Stored records:
________

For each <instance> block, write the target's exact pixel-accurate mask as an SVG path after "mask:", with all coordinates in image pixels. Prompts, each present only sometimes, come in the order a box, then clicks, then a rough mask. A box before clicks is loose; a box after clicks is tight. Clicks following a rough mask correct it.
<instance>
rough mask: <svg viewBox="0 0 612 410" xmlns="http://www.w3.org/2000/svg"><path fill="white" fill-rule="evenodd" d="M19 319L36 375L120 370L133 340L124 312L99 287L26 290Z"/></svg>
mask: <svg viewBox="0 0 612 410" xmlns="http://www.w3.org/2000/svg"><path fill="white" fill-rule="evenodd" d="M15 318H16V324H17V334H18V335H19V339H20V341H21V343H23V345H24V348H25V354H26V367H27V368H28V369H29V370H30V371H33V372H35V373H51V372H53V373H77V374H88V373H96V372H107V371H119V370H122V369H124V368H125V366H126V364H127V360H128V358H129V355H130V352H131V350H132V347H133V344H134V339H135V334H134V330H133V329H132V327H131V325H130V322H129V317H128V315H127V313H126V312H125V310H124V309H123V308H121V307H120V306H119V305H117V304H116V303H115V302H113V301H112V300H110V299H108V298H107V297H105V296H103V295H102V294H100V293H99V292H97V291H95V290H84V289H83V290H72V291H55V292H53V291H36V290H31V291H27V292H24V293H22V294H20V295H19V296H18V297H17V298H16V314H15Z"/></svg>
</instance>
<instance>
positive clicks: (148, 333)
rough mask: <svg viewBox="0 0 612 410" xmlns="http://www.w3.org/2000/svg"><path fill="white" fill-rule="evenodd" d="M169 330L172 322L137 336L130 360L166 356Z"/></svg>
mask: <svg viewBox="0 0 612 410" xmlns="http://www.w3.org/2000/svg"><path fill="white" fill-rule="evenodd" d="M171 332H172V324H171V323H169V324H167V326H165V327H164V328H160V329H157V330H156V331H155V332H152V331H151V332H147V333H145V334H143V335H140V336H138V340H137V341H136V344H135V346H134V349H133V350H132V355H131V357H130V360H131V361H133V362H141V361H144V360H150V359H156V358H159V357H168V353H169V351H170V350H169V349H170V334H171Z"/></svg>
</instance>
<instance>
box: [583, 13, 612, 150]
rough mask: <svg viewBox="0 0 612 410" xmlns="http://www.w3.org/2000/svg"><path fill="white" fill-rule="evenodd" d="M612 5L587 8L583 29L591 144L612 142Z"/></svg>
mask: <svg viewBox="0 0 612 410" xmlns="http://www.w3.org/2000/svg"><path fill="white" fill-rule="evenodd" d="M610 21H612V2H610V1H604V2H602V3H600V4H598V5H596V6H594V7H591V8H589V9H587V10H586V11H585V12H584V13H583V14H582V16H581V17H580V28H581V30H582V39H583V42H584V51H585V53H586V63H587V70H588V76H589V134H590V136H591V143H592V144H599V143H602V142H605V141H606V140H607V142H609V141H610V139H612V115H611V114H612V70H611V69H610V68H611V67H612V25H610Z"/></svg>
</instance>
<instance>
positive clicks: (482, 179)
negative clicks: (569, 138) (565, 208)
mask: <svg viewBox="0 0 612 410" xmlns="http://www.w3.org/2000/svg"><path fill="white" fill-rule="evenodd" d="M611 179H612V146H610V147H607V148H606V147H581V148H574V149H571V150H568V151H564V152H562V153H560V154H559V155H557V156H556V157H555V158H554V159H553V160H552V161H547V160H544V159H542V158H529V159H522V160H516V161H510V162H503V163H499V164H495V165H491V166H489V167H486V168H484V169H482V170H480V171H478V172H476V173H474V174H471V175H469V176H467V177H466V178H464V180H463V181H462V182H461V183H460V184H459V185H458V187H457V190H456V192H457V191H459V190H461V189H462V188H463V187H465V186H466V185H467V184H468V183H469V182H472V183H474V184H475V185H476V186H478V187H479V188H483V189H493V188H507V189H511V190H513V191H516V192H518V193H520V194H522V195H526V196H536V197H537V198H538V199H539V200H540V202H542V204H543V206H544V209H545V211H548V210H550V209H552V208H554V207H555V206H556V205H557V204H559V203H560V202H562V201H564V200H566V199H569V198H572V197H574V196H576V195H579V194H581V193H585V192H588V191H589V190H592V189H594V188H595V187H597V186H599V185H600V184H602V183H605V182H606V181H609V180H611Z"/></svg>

________

Your task:
What is needed is an exact repetition of all the entries above.

Reply:
For each <instance> block, write the target's exact pixel-accurate mask as an SVG path after "mask:", with all coordinates in image pixels. Prompts, each present only sometimes, come in the order a box, then clicks, then a rough mask. A box before clicks is loose; a box after clicks is tight. Clicks following a rough mask correct it.
<instance>
rough mask: <svg viewBox="0 0 612 410" xmlns="http://www.w3.org/2000/svg"><path fill="white" fill-rule="evenodd" d="M19 319L36 375L120 370L133 340L124 312L99 287L26 290Z"/></svg>
mask: <svg viewBox="0 0 612 410" xmlns="http://www.w3.org/2000/svg"><path fill="white" fill-rule="evenodd" d="M15 318H16V324H17V334H18V335H19V339H20V341H21V343H23V345H24V348H25V354H26V367H27V368H28V369H29V370H30V371H33V372H35V373H51V372H53V373H77V374H88V373H96V372H107V371H119V370H122V369H124V368H125V366H126V364H127V360H128V358H129V355H130V352H131V350H132V347H133V344H134V339H135V334H134V330H133V329H132V327H131V325H130V322H129V317H128V315H127V313H126V312H125V310H124V309H123V308H121V307H120V306H119V305H117V304H116V303H115V302H113V301H112V300H110V299H108V298H107V297H105V296H103V295H102V294H100V293H99V292H97V291H95V290H84V289H83V290H72V291H55V292H53V291H36V290H31V291H27V292H24V293H22V294H20V295H19V296H18V297H17V298H16V314H15Z"/></svg>
</instance>
<instance>
positive clicks: (148, 333)
rough mask: <svg viewBox="0 0 612 410" xmlns="http://www.w3.org/2000/svg"><path fill="white" fill-rule="evenodd" d="M169 330L172 322L137 336L130 360L166 356Z"/></svg>
mask: <svg viewBox="0 0 612 410" xmlns="http://www.w3.org/2000/svg"><path fill="white" fill-rule="evenodd" d="M171 332H172V324H171V323H169V324H167V326H165V327H164V328H160V329H157V330H156V331H155V332H152V331H151V332H147V333H145V334H143V335H140V336H138V340H137V341H136V344H135V346H134V349H133V350H132V355H131V357H130V360H131V361H133V362H141V361H144V360H150V359H156V358H159V357H168V353H169V351H170V350H169V349H170V334H171Z"/></svg>
</instance>
<instance>
box: [583, 13, 612, 150]
rough mask: <svg viewBox="0 0 612 410" xmlns="http://www.w3.org/2000/svg"><path fill="white" fill-rule="evenodd" d="M612 5L587 8L583 29L591 144L612 142Z"/></svg>
mask: <svg viewBox="0 0 612 410" xmlns="http://www.w3.org/2000/svg"><path fill="white" fill-rule="evenodd" d="M610 21H612V2H610V1H604V2H602V3H600V4H598V5H596V6H594V7H591V8H589V9H587V10H586V11H585V12H584V13H583V14H582V16H581V17H580V28H581V30H582V39H583V42H584V51H585V53H586V63H587V70H588V76H589V134H590V136H591V143H592V144H599V143H602V142H605V141H606V140H607V142H609V141H610V139H612V115H611V114H612V70H611V69H610V68H611V67H612V25H610Z"/></svg>
</instance>
<instance>
positive clicks: (482, 179)
negative clicks: (569, 138) (565, 208)
mask: <svg viewBox="0 0 612 410" xmlns="http://www.w3.org/2000/svg"><path fill="white" fill-rule="evenodd" d="M611 179H612V146H610V147H607V148H606V147H581V148H574V149H571V150H568V151H564V152H562V153H560V154H559V155H557V156H556V157H555V158H554V159H553V160H552V161H547V160H544V159H542V158H529V159H522V160H516V161H510V162H503V163H499V164H495V165H491V166H489V167H486V168H484V169H482V170H480V171H478V172H476V173H474V174H471V175H469V176H467V177H466V178H464V180H463V181H462V182H461V183H460V184H459V185H458V187H457V190H456V192H457V191H459V190H461V189H462V188H463V187H465V186H466V185H467V184H468V183H469V182H472V183H474V184H475V185H476V186H478V187H479V188H483V189H493V188H507V189H511V190H513V191H516V192H518V193H520V194H522V195H526V196H536V197H537V198H538V199H539V200H540V202H542V204H543V206H544V209H545V211H548V210H550V209H552V208H554V207H555V206H556V205H557V204H559V203H560V202H562V201H564V200H566V199H569V198H572V197H574V196H576V195H579V194H581V193H585V192H588V191H589V190H592V189H594V188H595V187H597V186H599V185H600V184H602V183H605V182H606V181H609V180H611Z"/></svg>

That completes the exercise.